Dataset records -
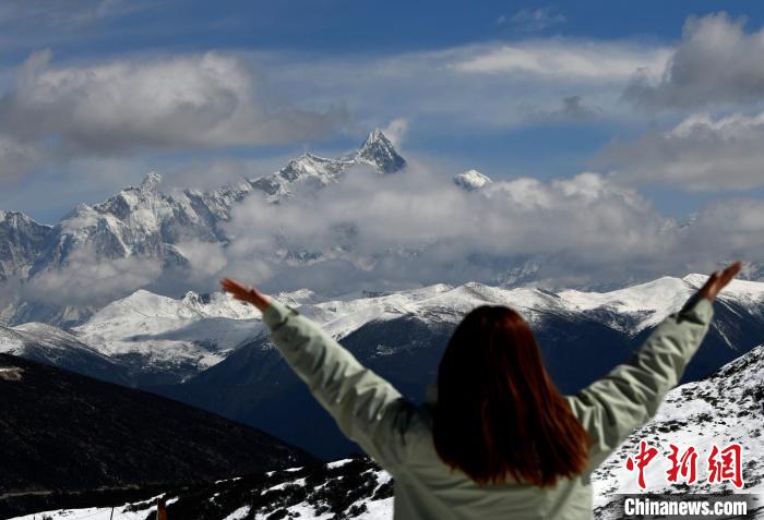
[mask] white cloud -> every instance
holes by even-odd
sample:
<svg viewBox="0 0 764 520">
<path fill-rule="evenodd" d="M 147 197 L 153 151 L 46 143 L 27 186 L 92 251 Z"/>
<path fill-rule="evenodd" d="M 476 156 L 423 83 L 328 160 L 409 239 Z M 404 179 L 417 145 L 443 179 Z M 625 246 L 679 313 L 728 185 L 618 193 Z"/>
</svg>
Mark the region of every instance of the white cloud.
<svg viewBox="0 0 764 520">
<path fill-rule="evenodd" d="M 503 20 L 502 20 L 503 19 Z M 508 22 L 505 16 L 500 16 L 500 24 Z M 553 25 L 559 25 L 566 22 L 565 15 L 551 7 L 528 9 L 524 8 L 517 11 L 509 22 L 521 31 L 535 32 L 544 31 Z"/>
<path fill-rule="evenodd" d="M 675 184 L 687 191 L 764 185 L 764 112 L 687 118 L 667 132 L 612 142 L 592 161 L 630 183 Z"/>
<path fill-rule="evenodd" d="M 44 152 L 0 135 L 0 186 L 12 184 L 40 164 Z"/>
<path fill-rule="evenodd" d="M 649 258 L 664 225 L 638 194 L 596 173 L 468 193 L 416 166 L 383 178 L 359 170 L 298 203 L 247 201 L 226 227 L 235 237 L 226 269 L 278 290 L 338 293 L 500 282 L 544 258 L 544 278 L 604 281 Z"/>
<path fill-rule="evenodd" d="M 57 68 L 40 51 L 0 98 L 0 118 L 8 134 L 53 138 L 77 154 L 291 143 L 325 136 L 346 119 L 342 109 L 267 102 L 256 74 L 232 55 Z"/>
<path fill-rule="evenodd" d="M 637 76 L 624 97 L 648 109 L 760 104 L 764 96 L 764 29 L 747 33 L 745 20 L 720 12 L 691 16 L 682 40 L 656 81 Z"/>
</svg>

Task description - Reproduce every line of the items above without any change, but leave out the pictures.

The solution -
[mask] white cloud -> every instance
holes by even-odd
sample:
<svg viewBox="0 0 764 520">
<path fill-rule="evenodd" d="M 147 197 L 153 151 L 46 143 L 27 186 L 92 251 Z"/>
<path fill-rule="evenodd" d="M 476 156 L 423 83 L 328 160 L 409 239 Z M 404 179 L 417 145 L 443 179 Z M 625 246 L 679 313 L 728 185 L 618 193 Z"/>
</svg>
Mark the region of every instance of the white cloud.
<svg viewBox="0 0 764 520">
<path fill-rule="evenodd" d="M 503 20 L 502 20 L 503 19 Z M 508 22 L 505 16 L 500 16 L 500 24 Z M 553 25 L 559 25 L 566 22 L 565 15 L 551 7 L 528 9 L 524 8 L 517 11 L 509 22 L 521 31 L 535 32 L 544 31 Z"/>
<path fill-rule="evenodd" d="M 675 184 L 687 191 L 764 185 L 764 112 L 687 118 L 667 132 L 612 142 L 592 161 L 630 183 Z"/>
<path fill-rule="evenodd" d="M 44 152 L 0 135 L 0 186 L 12 184 L 40 164 Z"/>
<path fill-rule="evenodd" d="M 649 258 L 664 225 L 638 194 L 596 173 L 468 193 L 416 166 L 383 178 L 359 170 L 298 203 L 247 201 L 226 227 L 235 237 L 226 269 L 278 290 L 338 293 L 500 282 L 544 258 L 544 278 L 604 281 Z"/>
<path fill-rule="evenodd" d="M 57 68 L 40 51 L 0 98 L 0 118 L 8 134 L 53 138 L 77 154 L 291 143 L 325 136 L 346 119 L 342 109 L 267 102 L 256 74 L 232 55 Z"/>
<path fill-rule="evenodd" d="M 637 76 L 624 97 L 648 109 L 760 104 L 764 96 L 764 29 L 747 33 L 745 20 L 720 12 L 691 16 L 682 40 L 656 81 Z"/>
</svg>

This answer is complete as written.